(Pointing dataset records)
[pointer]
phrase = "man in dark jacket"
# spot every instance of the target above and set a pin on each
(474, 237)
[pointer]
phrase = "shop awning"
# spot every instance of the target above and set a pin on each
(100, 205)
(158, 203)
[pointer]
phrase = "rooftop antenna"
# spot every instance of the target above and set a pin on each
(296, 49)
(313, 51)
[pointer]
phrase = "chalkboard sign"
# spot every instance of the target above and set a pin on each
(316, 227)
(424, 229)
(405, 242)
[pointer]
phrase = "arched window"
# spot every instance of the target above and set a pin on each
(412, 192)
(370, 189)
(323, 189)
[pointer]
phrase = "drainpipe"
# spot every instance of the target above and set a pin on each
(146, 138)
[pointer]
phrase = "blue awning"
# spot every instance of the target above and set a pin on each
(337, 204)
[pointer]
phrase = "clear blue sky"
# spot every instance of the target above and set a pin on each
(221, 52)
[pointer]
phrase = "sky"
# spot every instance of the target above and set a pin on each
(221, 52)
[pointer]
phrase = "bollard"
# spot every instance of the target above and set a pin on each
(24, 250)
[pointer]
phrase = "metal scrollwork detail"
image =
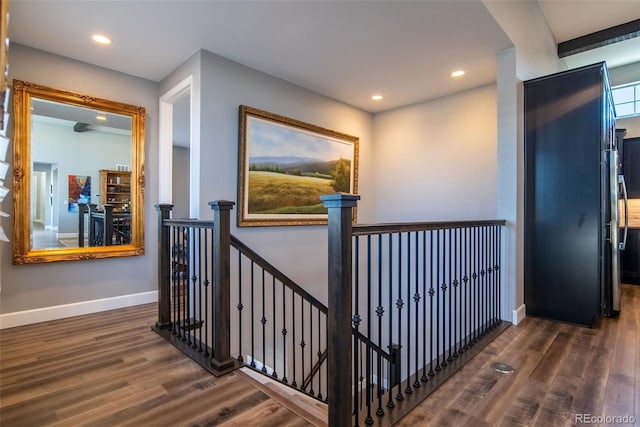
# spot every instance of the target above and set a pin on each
(18, 174)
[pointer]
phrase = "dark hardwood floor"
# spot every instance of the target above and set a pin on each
(563, 374)
(110, 369)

EXERCISE PROMPT
Repeat each record exactly, with the pictures left out.

EXPECTED ANSWER
[pointer]
phrase = "man in dark jacket"
# spot every instance of the target above and set a pin on each
(474, 237)
[pointer]
phrase = "shop awning"
# spot every instance of the target above and set a pin on each
(100, 205)
(158, 203)
[pointer]
phrase = "rooftop antenna"
# spot every instance of the target above and set a pin on each
(296, 49)
(313, 51)
[pointer]
phrase = "chalkboard sign"
# spot every instance of the target above and set a pin on each
(316, 227)
(424, 229)
(405, 242)
[pointer]
phrase = "arched window"
# spot every instance of the target above and set a pin on each
(412, 192)
(370, 189)
(323, 189)
[pointer]
phrase = "drainpipe"
# spot every instance of the target above and set a pin on each
(146, 138)
[pointer]
phrase = "blue awning"
# spot every instance of the target above and set a pin on each
(337, 204)
[pointer]
phrase = "clear blue sky"
# spot every instance of the target above and set a pin on each
(221, 52)
[pointer]
phrase = "sky"
# spot every instance of the target above and set a pin on each
(221, 52)
[pointer]
phrase = "bollard"
# spot every instance of the target above and set a pin on each
(24, 250)
[pointer]
phrase = "metal scrollwork detail"
image =
# spot every instance of the target above and set a pin on each
(18, 174)
[pointer]
phrase = "dark hardwood floor"
# spot every instance of the target above and set a pin on each
(563, 374)
(110, 369)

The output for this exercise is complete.